Problem requirements:
Copy the full listing exactly.

Records:
-------
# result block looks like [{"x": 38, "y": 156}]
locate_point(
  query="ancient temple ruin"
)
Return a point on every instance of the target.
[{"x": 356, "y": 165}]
-------
Exercise output:
# result block looks like [{"x": 38, "y": 156}]
locate_point(
  query="ancient temple ruin"
)
Return a point on every instance of the target.
[{"x": 356, "y": 165}]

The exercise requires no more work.